The records
◆ ◆ ◆ ◆
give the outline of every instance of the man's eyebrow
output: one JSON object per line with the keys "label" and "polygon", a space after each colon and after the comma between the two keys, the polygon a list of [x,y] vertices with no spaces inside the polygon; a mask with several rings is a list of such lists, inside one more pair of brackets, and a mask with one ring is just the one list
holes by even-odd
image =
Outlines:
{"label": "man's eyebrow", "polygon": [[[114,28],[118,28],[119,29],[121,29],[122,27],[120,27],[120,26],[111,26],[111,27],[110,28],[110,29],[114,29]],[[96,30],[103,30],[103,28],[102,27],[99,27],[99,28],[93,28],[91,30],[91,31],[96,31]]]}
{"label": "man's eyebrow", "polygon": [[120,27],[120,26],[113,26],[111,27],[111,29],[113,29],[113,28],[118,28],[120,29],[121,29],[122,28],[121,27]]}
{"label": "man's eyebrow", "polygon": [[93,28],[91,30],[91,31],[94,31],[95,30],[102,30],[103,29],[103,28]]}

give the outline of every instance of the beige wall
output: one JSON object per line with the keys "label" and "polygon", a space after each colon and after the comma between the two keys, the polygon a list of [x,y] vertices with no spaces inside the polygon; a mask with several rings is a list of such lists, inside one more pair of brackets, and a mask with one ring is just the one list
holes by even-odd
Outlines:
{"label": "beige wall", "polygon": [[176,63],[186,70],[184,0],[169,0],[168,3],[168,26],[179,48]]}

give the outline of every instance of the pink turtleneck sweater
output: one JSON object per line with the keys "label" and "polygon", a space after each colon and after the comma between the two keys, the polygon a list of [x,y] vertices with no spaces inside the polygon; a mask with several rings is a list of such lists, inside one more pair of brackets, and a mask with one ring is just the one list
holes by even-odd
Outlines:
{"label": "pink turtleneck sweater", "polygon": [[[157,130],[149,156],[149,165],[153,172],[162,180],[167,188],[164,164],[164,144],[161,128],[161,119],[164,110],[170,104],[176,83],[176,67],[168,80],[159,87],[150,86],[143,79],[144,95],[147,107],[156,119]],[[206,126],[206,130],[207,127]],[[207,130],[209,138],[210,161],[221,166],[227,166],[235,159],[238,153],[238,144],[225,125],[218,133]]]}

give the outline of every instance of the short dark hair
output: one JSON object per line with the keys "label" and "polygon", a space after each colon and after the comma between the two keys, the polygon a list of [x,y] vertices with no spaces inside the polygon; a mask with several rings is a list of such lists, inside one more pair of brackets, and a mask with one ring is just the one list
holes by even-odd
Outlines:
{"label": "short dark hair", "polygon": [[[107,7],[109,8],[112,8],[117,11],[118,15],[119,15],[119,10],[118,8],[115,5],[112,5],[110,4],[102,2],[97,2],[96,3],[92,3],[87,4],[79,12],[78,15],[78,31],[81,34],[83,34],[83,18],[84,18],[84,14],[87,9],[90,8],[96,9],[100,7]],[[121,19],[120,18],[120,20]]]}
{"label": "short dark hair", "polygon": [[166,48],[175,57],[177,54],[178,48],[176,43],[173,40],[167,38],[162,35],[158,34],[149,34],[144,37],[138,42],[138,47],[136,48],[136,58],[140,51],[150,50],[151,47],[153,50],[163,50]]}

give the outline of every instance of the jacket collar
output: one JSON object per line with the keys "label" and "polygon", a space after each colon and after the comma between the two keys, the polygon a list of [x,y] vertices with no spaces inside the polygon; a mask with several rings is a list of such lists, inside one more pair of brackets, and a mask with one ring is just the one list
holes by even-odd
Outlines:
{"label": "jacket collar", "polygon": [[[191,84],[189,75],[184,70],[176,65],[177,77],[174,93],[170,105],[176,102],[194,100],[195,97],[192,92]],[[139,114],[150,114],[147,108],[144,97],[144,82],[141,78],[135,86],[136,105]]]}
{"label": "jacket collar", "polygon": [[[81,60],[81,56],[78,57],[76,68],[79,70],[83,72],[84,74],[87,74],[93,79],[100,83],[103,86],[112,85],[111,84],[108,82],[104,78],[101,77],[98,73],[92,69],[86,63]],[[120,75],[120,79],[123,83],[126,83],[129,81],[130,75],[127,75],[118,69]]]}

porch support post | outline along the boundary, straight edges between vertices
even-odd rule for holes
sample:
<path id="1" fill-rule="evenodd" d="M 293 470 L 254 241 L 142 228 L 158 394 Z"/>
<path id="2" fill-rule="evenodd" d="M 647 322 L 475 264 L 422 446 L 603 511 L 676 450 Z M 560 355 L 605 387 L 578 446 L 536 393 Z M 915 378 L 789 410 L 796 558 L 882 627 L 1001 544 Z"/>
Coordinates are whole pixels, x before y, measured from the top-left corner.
◆ ◆ ◆ ◆
What is needed
Reproduce the entire listing above verbatim, from its first line through its last, changing nothing.

Right answer
give the outline of every instance of the man's eyebrow
output: one JSON object per line with the keys "label" and "polygon", a space after each colon and after the comma between the two keys, the polygon a list of [x,y] vertices with no spaces inside the polygon; a mask with several rings is a list of such lists, inside one more pair of brackets, and a mask with one ring is just the one list
holes by even-odd
image =
Outlines:
{"label": "man's eyebrow", "polygon": [[[114,28],[118,28],[119,29],[121,29],[122,27],[120,27],[120,26],[111,26],[111,27],[110,28],[110,29],[114,29]],[[96,30],[103,30],[103,28],[102,27],[99,27],[99,28],[93,28],[91,30],[91,31],[96,31]]]}
{"label": "man's eyebrow", "polygon": [[120,27],[120,26],[113,26],[111,27],[111,29],[113,29],[113,28],[118,28],[120,29],[121,29],[122,28],[121,27]]}
{"label": "man's eyebrow", "polygon": [[93,28],[91,30],[91,31],[94,31],[95,30],[102,30],[103,29],[103,28]]}

give the outline of every instance of the beige wall
output: one JSON object per line with the keys "label" and "polygon", a space after each colon and after the comma between the two keys, the polygon a list of [x,y] vertices with no spaces inside the polygon; a mask with several rings is a list of such lists, inside one more pair of brackets, and a mask with one ring is just the one list
holes by even-odd
Outlines:
{"label": "beige wall", "polygon": [[176,63],[186,70],[184,0],[169,0],[168,3],[168,26],[179,48]]}

give the outline of every instance of the pink turtleneck sweater
output: one JSON object per line with the keys "label" and "polygon", a space after each colon and after the comma between the two keys, the polygon a list of [x,y] vertices with no spaces inside the polygon; a mask with several rings is a list of such lists, inside one more pair of brackets, and a mask with one ring is just the one list
holes by even-odd
Outlines:
{"label": "pink turtleneck sweater", "polygon": [[[157,130],[149,156],[149,165],[153,172],[162,180],[167,188],[164,164],[164,144],[161,128],[161,119],[164,110],[170,104],[176,83],[176,67],[168,80],[159,87],[150,86],[143,79],[144,95],[147,107],[156,119]],[[206,126],[206,130],[207,127]],[[207,130],[209,138],[210,161],[221,166],[227,166],[235,159],[238,153],[238,144],[225,125],[218,133]]]}

give the outline of every instance of the short dark hair
output: one JSON object per line with the keys "label" and "polygon", a space after each colon and after the comma between the two keys, the polygon a list of [x,y] vertices with no spaces inside the polygon; a mask with several rings is a list of such lists, inside one more pair of brackets, and a mask with one ring is just the one list
holes by even-odd
Outlines:
{"label": "short dark hair", "polygon": [[[107,7],[109,8],[112,8],[117,11],[118,15],[119,15],[119,10],[118,8],[115,5],[112,5],[110,4],[102,2],[97,2],[96,3],[92,3],[87,4],[79,12],[78,15],[78,31],[81,34],[83,34],[83,18],[84,18],[84,14],[87,9],[90,8],[96,9],[100,7]],[[121,19],[120,18],[120,20]]]}
{"label": "short dark hair", "polygon": [[166,48],[175,57],[177,54],[178,48],[176,43],[173,40],[167,38],[162,35],[158,34],[149,34],[144,37],[138,42],[138,47],[136,48],[136,58],[140,51],[150,50],[151,47],[153,50],[163,50]]}

give the outline of every instance of the jacket collar
output: one JSON object per line with the keys "label" and "polygon", a space after each colon and after the comma between the two keys, the polygon a list of [x,y] vertices with no spaces inside the polygon; a mask with several rings is a list of such lists, inside one more pair of brackets, and a mask with one ring is just the one list
holes by even-odd
Outlines:
{"label": "jacket collar", "polygon": [[[191,84],[189,75],[184,70],[176,65],[177,77],[174,93],[170,105],[176,102],[194,100],[195,97],[192,92]],[[139,114],[150,114],[147,108],[144,97],[144,82],[141,78],[135,86],[136,105]]]}
{"label": "jacket collar", "polygon": [[[81,60],[81,56],[78,57],[76,68],[79,70],[83,72],[84,74],[87,74],[93,79],[100,83],[103,86],[112,85],[111,84],[108,82],[104,78],[101,77],[98,73],[92,69],[86,63]],[[120,75],[120,79],[123,83],[126,83],[129,81],[130,75],[127,75],[118,69]]]}

porch support post | outline along the boundary, straight edges between vertices
even-odd rule for holes
sample:
<path id="1" fill-rule="evenodd" d="M 293 470 L 254 241 L 142 228 L 158 394 Z"/>
<path id="2" fill-rule="evenodd" d="M 647 322 L 475 264 L 422 446 L 603 511 L 676 450 Z M 560 355 L 605 387 L 578 446 L 536 393 Z M 915 378 L 789 410 L 796 558 L 882 627 L 1001 544 Z"/>
Coordinates are whole pixels, x before y, measured from the top-left corner.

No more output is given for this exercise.